[Records from a data source]

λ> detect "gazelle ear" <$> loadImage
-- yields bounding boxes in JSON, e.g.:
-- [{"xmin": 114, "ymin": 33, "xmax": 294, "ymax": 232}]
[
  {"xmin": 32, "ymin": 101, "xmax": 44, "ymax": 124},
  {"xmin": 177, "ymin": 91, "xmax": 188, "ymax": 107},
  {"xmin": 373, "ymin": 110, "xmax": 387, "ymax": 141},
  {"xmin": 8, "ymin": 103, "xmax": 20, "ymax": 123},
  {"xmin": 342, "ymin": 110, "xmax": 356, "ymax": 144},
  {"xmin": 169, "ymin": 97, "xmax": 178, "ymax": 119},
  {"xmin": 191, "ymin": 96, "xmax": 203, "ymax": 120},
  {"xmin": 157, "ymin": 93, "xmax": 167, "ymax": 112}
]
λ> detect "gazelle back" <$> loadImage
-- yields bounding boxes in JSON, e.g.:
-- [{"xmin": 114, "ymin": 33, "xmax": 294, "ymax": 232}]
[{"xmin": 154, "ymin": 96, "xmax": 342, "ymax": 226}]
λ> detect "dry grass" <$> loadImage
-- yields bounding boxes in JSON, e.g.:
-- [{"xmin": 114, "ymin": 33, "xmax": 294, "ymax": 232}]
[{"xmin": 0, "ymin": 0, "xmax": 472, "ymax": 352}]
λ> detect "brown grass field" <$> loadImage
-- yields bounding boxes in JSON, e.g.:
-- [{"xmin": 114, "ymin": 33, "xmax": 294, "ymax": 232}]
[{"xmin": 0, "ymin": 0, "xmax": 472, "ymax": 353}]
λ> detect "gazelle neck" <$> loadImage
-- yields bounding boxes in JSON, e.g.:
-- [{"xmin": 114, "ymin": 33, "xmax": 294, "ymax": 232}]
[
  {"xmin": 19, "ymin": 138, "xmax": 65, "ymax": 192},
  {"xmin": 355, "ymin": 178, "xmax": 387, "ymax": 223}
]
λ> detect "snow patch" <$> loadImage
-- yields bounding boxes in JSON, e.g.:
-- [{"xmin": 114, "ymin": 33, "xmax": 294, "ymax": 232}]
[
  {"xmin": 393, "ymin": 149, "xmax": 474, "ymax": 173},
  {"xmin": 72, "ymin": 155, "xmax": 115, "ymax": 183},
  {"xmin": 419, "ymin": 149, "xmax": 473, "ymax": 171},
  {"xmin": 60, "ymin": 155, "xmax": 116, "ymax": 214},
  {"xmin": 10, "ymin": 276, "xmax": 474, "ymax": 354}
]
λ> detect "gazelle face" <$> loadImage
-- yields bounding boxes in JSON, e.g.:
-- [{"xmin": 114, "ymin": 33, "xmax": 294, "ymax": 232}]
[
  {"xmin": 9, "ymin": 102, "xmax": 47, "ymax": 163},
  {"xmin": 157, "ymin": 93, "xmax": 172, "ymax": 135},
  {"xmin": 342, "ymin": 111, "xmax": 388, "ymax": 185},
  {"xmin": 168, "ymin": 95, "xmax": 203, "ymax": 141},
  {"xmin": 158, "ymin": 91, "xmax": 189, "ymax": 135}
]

**WORK ORDER:** All lines with the word "grass" are needed; pull them from the entries and copy each.

**ANSWER TO THIS PROBLEM:**
λ> detect "dry grass" <$> loadImage
λ> detect "brown grass field" <$> loadImage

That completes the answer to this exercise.